# Prompt
Copy out each line of the data that includes the string "with".

══ Provided records

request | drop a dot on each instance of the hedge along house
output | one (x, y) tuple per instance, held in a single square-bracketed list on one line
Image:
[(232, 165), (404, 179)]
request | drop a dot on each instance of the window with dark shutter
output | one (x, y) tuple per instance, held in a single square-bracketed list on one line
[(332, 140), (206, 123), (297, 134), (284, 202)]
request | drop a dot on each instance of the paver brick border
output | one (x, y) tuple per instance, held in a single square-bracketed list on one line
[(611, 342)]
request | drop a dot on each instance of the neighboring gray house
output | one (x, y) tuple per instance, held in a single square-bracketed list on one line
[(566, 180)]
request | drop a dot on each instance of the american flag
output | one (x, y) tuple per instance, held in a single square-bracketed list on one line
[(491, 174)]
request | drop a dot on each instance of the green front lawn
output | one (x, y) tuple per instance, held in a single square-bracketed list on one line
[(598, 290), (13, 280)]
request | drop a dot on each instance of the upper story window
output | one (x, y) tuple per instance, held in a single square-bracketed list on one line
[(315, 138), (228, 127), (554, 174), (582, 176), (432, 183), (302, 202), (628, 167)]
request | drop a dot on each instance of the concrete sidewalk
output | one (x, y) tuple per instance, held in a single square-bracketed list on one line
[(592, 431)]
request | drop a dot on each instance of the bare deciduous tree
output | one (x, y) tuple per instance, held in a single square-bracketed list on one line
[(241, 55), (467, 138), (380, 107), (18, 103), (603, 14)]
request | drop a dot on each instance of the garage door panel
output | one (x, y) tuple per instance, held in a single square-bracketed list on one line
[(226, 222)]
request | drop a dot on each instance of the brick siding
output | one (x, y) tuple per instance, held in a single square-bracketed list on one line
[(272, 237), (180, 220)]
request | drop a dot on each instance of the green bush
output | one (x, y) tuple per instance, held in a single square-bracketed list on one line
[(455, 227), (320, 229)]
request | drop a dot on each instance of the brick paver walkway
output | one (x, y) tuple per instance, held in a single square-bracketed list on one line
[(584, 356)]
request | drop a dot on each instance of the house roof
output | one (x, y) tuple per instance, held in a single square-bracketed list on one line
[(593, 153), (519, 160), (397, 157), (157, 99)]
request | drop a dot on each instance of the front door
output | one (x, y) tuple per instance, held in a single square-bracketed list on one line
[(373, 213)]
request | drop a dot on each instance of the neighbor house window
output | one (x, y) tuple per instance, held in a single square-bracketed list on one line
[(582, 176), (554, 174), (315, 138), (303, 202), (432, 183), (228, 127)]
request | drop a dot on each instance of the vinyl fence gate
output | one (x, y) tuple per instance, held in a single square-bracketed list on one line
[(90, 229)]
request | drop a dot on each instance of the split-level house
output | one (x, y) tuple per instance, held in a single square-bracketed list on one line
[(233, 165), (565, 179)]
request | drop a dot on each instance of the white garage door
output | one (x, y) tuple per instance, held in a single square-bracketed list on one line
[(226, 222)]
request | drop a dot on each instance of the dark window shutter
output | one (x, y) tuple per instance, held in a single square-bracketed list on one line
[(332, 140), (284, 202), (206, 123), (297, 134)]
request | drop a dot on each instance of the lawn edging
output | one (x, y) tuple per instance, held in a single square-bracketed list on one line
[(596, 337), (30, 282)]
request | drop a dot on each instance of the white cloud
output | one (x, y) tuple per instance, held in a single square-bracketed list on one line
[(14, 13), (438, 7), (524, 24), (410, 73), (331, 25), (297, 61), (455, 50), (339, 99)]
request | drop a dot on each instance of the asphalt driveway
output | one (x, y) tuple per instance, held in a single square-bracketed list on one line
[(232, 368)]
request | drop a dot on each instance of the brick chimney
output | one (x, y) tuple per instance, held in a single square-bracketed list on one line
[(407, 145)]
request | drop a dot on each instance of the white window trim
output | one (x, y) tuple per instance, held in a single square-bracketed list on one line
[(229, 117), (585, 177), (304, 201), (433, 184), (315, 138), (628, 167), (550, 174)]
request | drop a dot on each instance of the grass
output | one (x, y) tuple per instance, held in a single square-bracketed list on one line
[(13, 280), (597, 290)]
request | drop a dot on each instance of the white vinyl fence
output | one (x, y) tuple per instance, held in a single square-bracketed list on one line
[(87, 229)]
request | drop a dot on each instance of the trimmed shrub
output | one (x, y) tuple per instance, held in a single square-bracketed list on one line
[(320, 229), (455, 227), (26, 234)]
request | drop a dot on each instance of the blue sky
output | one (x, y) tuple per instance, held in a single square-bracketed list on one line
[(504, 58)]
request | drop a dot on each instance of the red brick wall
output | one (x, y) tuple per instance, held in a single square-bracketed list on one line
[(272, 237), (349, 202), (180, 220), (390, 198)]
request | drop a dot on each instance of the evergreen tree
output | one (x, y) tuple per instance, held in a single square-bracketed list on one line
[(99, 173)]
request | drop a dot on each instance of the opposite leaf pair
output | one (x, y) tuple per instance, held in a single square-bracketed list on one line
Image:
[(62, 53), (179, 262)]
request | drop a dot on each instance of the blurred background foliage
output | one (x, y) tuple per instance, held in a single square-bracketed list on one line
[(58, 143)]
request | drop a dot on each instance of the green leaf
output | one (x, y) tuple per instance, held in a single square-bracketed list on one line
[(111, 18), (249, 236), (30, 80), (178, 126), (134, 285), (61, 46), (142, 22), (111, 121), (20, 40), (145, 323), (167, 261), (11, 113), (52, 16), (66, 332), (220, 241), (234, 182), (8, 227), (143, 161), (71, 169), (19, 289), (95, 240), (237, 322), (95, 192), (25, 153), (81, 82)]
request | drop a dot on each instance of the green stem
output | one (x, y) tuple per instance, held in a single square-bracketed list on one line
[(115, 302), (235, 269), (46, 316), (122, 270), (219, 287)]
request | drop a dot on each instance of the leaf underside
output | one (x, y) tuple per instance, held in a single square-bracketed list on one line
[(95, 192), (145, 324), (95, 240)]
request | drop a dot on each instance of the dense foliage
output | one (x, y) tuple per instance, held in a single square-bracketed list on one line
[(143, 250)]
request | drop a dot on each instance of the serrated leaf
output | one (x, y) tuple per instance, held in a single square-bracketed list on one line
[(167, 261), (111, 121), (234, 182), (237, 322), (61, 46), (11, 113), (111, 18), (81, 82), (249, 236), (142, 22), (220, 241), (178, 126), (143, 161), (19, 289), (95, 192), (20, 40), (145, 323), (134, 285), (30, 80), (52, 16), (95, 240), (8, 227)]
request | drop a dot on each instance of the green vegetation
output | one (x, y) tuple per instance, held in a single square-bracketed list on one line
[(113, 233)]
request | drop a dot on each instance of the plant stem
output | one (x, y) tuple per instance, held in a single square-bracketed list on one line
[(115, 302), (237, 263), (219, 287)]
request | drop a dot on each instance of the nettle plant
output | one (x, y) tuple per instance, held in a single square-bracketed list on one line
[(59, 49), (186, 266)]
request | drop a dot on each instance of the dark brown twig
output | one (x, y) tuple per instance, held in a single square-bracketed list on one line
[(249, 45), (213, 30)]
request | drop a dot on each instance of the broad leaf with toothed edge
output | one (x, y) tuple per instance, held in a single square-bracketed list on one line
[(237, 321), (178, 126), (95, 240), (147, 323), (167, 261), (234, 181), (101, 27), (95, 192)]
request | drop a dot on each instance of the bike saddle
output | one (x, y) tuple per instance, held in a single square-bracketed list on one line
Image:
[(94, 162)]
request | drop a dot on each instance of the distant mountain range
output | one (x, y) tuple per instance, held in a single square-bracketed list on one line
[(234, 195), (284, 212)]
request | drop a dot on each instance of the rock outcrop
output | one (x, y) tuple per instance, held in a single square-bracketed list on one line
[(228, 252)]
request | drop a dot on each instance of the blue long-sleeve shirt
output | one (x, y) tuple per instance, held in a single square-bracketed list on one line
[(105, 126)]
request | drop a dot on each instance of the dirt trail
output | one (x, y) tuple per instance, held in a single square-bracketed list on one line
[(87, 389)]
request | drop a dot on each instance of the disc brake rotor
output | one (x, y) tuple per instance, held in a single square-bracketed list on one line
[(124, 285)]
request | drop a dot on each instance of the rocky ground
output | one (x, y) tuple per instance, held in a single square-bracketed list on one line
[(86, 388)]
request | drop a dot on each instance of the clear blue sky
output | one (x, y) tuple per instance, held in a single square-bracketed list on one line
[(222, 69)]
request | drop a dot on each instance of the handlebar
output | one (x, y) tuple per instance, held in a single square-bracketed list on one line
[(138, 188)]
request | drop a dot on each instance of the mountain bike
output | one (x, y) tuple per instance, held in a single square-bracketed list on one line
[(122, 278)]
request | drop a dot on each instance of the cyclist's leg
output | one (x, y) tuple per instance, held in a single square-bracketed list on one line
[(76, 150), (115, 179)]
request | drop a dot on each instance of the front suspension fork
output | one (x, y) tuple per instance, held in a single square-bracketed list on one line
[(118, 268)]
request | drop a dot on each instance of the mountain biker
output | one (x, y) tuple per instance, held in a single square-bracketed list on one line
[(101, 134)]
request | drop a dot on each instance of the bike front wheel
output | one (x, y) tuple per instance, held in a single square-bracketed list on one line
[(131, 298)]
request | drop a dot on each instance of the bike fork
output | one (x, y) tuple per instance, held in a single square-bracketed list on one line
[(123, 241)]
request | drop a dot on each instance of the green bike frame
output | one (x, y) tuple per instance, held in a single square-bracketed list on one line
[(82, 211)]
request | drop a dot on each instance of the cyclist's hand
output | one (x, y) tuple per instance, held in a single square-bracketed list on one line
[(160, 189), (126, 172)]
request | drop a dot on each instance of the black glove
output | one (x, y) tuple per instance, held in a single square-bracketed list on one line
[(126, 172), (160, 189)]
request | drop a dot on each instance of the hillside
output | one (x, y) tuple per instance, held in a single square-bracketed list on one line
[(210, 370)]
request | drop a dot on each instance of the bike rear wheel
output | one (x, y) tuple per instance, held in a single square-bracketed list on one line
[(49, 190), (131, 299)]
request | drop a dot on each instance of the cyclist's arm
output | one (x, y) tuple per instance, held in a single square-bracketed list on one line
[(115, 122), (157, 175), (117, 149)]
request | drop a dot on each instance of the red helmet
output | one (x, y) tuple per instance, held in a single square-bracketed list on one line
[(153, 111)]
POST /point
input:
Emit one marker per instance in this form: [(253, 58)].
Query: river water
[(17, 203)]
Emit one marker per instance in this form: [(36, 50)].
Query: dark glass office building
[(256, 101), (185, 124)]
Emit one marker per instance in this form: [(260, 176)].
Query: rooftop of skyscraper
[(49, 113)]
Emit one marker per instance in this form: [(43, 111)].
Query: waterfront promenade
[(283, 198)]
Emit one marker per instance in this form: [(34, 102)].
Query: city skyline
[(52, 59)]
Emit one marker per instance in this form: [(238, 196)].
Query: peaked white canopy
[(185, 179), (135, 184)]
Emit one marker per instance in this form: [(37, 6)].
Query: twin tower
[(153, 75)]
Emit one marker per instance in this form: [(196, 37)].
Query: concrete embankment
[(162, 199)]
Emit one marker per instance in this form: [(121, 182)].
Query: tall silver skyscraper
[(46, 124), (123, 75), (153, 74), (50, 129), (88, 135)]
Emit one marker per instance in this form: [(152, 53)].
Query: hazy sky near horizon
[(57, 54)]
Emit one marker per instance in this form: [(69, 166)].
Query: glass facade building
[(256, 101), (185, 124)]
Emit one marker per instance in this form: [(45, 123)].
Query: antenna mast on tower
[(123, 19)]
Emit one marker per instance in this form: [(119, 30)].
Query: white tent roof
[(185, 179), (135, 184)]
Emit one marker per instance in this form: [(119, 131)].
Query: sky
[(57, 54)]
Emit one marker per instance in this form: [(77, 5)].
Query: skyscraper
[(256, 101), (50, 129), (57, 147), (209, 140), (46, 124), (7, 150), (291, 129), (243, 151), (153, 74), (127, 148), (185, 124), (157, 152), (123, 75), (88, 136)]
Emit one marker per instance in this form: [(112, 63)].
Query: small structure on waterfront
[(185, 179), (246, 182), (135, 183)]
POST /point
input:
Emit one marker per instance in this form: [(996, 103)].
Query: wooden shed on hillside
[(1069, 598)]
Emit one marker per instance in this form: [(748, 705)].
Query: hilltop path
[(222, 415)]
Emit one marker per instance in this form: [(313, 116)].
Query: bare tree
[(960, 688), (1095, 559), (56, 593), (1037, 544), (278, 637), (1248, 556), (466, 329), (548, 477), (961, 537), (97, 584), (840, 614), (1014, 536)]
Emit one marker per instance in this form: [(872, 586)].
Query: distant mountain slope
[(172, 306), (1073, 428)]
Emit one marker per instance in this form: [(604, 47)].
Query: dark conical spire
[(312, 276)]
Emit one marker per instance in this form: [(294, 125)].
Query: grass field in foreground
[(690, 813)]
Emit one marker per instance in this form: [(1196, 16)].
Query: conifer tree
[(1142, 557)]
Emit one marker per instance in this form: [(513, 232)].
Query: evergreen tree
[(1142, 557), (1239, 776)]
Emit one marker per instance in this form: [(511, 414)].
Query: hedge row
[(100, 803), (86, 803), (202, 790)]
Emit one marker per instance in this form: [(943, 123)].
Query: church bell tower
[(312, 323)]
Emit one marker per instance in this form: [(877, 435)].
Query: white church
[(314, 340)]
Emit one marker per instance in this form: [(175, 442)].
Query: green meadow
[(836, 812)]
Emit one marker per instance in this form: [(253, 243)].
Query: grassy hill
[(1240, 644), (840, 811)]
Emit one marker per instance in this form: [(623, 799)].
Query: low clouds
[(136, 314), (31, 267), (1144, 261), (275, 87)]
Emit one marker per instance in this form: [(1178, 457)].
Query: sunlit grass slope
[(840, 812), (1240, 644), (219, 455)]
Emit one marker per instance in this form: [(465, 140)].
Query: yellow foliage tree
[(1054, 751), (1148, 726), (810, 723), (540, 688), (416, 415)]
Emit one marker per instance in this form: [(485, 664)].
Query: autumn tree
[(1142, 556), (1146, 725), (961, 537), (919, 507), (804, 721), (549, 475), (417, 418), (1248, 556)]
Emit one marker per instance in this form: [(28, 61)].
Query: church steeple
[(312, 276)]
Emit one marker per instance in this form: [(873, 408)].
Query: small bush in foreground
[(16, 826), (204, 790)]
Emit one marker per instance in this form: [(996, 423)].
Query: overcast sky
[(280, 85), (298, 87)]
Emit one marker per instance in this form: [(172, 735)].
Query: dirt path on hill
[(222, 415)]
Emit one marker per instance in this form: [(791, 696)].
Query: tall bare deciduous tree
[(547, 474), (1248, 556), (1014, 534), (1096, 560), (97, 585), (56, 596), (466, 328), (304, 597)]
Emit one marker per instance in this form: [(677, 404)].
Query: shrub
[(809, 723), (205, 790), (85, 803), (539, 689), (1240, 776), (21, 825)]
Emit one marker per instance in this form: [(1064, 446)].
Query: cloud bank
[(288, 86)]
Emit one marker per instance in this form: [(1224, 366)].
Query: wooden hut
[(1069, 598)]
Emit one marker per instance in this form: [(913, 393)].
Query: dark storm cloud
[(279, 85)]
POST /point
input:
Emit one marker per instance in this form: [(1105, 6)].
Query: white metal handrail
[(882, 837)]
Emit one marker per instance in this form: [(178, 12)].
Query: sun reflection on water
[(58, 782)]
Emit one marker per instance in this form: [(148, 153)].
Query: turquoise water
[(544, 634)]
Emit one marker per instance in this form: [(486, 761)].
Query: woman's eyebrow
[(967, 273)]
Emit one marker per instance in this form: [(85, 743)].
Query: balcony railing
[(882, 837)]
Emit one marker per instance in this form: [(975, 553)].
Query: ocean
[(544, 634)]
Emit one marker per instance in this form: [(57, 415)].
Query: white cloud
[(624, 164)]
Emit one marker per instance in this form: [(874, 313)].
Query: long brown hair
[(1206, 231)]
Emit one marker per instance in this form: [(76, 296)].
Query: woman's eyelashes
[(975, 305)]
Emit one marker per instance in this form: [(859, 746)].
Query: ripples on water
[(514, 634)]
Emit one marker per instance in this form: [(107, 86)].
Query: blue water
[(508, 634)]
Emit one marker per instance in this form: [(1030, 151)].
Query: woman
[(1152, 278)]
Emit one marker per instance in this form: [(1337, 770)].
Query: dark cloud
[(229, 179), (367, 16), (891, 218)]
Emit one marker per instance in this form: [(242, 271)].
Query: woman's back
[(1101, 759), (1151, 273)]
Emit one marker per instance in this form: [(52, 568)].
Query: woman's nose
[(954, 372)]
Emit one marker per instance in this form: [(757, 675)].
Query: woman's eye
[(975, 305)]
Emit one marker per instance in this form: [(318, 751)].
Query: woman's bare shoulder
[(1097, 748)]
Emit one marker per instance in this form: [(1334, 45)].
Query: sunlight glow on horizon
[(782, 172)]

════

# Written answer
request | drop a dot on each instance of the window with dark shutter
request | drop a dot on each instance of the broad leaf with toothed edge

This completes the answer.